§ DATA FOR THE TASK
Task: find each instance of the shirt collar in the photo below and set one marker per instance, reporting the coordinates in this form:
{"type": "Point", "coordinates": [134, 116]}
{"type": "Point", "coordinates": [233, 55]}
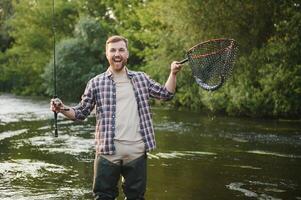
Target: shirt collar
{"type": "Point", "coordinates": [129, 73]}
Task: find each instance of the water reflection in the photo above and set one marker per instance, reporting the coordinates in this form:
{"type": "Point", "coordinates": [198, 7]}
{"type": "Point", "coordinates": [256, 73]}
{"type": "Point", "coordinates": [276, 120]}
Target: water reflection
{"type": "Point", "coordinates": [198, 156]}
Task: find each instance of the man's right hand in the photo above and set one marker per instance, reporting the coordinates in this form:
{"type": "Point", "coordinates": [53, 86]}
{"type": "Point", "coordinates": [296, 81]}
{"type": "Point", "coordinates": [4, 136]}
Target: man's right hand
{"type": "Point", "coordinates": [56, 105]}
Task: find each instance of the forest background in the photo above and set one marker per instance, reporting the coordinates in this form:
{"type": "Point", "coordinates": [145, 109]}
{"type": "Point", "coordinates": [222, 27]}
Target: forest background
{"type": "Point", "coordinates": [266, 80]}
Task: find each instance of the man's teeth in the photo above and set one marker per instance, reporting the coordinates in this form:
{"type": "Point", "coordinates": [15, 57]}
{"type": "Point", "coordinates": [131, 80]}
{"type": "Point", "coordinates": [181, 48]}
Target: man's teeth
{"type": "Point", "coordinates": [117, 60]}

§ TASK REQUIREMENTS
Each line of the data above needs to be retyped as it is, without any picture.

§ EXERCISE RESPONSE
Task: find each instance of the shirt collar in the photo below and set one marker per instance, reporting the coordinates in this form:
{"type": "Point", "coordinates": [134, 116]}
{"type": "Point", "coordinates": [233, 55]}
Target: shirt collar
{"type": "Point", "coordinates": [129, 73]}
Task: find each instance of the water reflection in the photo above and set one marker per instance, reporting the coordinates in this form:
{"type": "Point", "coordinates": [198, 7]}
{"type": "Point", "coordinates": [256, 73]}
{"type": "Point", "coordinates": [276, 120]}
Target: water reflection
{"type": "Point", "coordinates": [198, 156]}
Task: find each instance of the man's right hand in the photo above and set one marker per instance, reporting the coordinates in this form:
{"type": "Point", "coordinates": [53, 86]}
{"type": "Point", "coordinates": [296, 81]}
{"type": "Point", "coordinates": [4, 136]}
Target: man's right hand
{"type": "Point", "coordinates": [56, 105]}
Task: find each instance of the forest background in the photo above and set one marker per instance, reporting the coordinates in this form:
{"type": "Point", "coordinates": [145, 109]}
{"type": "Point", "coordinates": [222, 27]}
Target: forest background
{"type": "Point", "coordinates": [266, 80]}
Task: find each instance of the man's teeth in the photo above and set one marker per instance, reporting the coordinates in this form:
{"type": "Point", "coordinates": [15, 57]}
{"type": "Point", "coordinates": [131, 80]}
{"type": "Point", "coordinates": [181, 48]}
Target: man's teeth
{"type": "Point", "coordinates": [117, 60]}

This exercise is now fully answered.